- **Textauszug**:
--*--

Der schlafende Riese der Pflanzenzüchtung

06.05.2010 | von Redaktion Pflanzenforschung.de

99,5 Prozent der genetischen Vielfalt der Pflanzen dieser Welt hat der Mensch noch nicht erschlossen. (Quelle: © iStockphoto.com/ Dušan Zidar)

99,5 Prozent der genetischen Vielfalt der Pflanzen dieser Welt hat der Mensch noch nicht erschlossen. (Quelle: © iStockphoto.com/ Dušan Zidar)

99,5 Prozent der genetischen Vielfalt der Pflanzen dieser Welt hat der Mensch noch nicht erschlossen. Darin verborgen ruht enormes Potenzial für die Züchtungsforschung, aber auch für die pharmazeutische Industrie. Doch diese Ressourcen zu erschließen und zu erhalten, ist aufwändig.

Rund 400.000 Pflanzenarten sind weltweit bekannt. 20.000 davon nutzen die Menschen, 2.000 bauen sie aktiv an. Zieht man die rund 1.500 Zierpflanzen ab und schaut nur auf Mitteleuropa, bleiben etwa 200 Arten übrig, die bei uns der Ernährung, der Gesundheit oder als industrieller Rohstoff dienen.

Diese wenigen Arten haben Züchter meist über Jahrzehnte auf hohe Erträge unter den bei uns üblichen Umweltbedingungen optimiert. Doch diese Bedingungen ändern sich. Mit dem Klimawandel wird es wärmer und trockener, und damit einher erreichen auch neue Schädlinge die Felder Mitteleuropas; Schädlinge, gegen die unsere Hochleistungssorten nicht resistent sind.

--*--

Datensatzeinträge
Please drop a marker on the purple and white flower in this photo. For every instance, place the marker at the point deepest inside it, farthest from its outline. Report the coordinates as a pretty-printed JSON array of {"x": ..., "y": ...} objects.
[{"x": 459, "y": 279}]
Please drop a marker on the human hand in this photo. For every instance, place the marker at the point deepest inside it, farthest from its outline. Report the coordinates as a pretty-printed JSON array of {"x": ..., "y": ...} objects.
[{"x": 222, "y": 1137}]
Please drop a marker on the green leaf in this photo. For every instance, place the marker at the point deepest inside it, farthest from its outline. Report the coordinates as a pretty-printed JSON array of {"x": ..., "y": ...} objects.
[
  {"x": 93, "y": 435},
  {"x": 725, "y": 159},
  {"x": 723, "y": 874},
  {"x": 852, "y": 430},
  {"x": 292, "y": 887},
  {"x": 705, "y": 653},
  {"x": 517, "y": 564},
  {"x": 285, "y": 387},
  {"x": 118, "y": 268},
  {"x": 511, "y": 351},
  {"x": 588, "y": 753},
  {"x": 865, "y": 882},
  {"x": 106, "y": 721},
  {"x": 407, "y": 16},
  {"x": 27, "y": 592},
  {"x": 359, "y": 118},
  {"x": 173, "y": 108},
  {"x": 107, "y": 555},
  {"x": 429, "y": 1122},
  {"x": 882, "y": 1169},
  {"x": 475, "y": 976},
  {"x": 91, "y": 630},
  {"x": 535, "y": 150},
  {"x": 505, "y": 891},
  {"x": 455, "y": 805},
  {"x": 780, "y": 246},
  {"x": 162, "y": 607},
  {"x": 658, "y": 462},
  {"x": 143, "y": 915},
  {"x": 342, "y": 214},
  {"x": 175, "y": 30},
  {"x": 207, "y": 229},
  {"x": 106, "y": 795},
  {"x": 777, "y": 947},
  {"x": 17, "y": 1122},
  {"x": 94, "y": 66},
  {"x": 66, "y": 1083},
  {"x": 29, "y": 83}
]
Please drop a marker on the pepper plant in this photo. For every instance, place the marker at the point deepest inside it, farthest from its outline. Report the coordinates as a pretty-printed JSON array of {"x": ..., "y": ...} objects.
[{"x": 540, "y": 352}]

--*--

- **Auszuführende Aufgabe A**:
Gib aus dem Text über Pflanzenzüchtung die Passage von „Rund 400.000 Pflanzenarten“ bis einschließlich „nicht resistent sind.“ wortgetreu wieder.
- **Auszuführende Aufgabe B**:
Fasse den Text über Pflanzenzüchtung in zwei Sätzen zusammen.
- **Auszuführende Aufgabe C**:
Setze den Text über Pflanzenzüchtung nach seinem letzten Satz fort.

- **Ergebnis der Aufgabe A**:
Rund 400.000 Pflanzenarten sind weltweit bekannt. 20.000 davon nutzen die Menschen, 2.000 bauen sie aktiv an. Zieht man die rund 1.500 Zierpflanzen ab und schaut nur auf Mitteleuropa, bleiben etwa 200 Arten übrig, die bei uns der Ernährung, der Gesundheit oder als industrieller Rohstoff dienen.

Diese wenigen Arten haben Züchter meist über Jahrzehnte auf hohe Erträge unter den bei uns üblichen Umweltbedingungen optimiert. Doch diese Bedingungen ändern sich. Mit dem Klimawandel wird es wärmer und trockener, und damit einher erreichen auch neue Schädlinge die Felder Mitteleuropas; Schädlinge, gegen die unsere Hochleistungssorten nicht resistent sind.

- **Ergebnis der Aufgabe B**:
Der Mensch hat 99,5 Prozent der genetischen Vielfalt der Pflanzen noch nicht erschlossen, obwohl darin großes Potenzial für die Züchtungsforschung und die pharmazeutische Industrie liegt. In Mitteleuropa dienen nur etwa 200 Arten der Ernährung, der Gesundheit oder als industrieller Rohstoff, und diese auf die bisherigen Bedingungen optimierten Sorten sind gegen neue Schädlinge, die mit dem wärmeren und trockeneren Klima kommen, nicht resistent.

- **Ergebnis der Aufgabe C**:
Oftmals gab es diese Resistenz gegen Schädlinge oder die Toleranz gegen Dürre in der Vergangenheit einer Art oder zumindest der Gattung einst. Sie ging über die Jahrzehnte der Weiterzüchtung verloren, weil sie damals keine Bedeutung hatte. Hätte man den Samen der damaligen Pflanzen erhalten, könnten Züchter deren Eigenschaften heute in relativer kurzer Zeit in die Hochleistungssorten einkreuzen. Anderenfalls begänne eine langwierige Suche nach Pflanzen mit den gewünschten Eigenschaften – und bliebe diese erfolglos, müsste die Hochleistungssorte womöglich aufgegeben werden.

Genbanken erhalten die bekannte Vielfalt

Genbanken rund um den Globus haben es sich deshalb zum Ziel gemacht, möglichst viele Arten in möglichst vielen Variationen dauerhaft zu erhalten. 2007 entstand beispielsweise die Deutsche Genbank Obst, ein Netzwerk verschiedener Institutionen, die sich bislang der Erdbeere, der Kirsche und – seit 2009 – auch dem Apfel widmen. So hat die Genbank Apfel des Julius-Kühn-Instituts in Dresden-Pillnitz rund 860 Apfelsorten und 365 Abstammungen von Wildäpfeln gesammelt. Gemessen an den 20.000 weltweit bekannten Apfelsorten klingt das wenig, doch in unserem Alltag spielen höchsten 20 Sorten eine Rolle.

Die weltweit zweitgrößte Genbank nach der des russischen Wawilow-Instituts in Sankt Petersburg betreibt das Leibniz-Institut in Gatersleben. 150.000 Muster von 3.000 Arten aus mehr als 750 botanischen Gattungen sind dort versammelt. Doch eine Genbank leistet viel mehr als Saatgut zu konservieren. Die Aufgabe einer Genbank ist es, die gesammelten pflanzengenetischen Ressourcen zu dokumentieren, zu erhalten und bereitzustellen. Nur dann können Forscher die gespeicherten speziellen Genvarianten analysieren und Züchter sie schließlich nutzen, um verbesserte Sorten zu erzeugen.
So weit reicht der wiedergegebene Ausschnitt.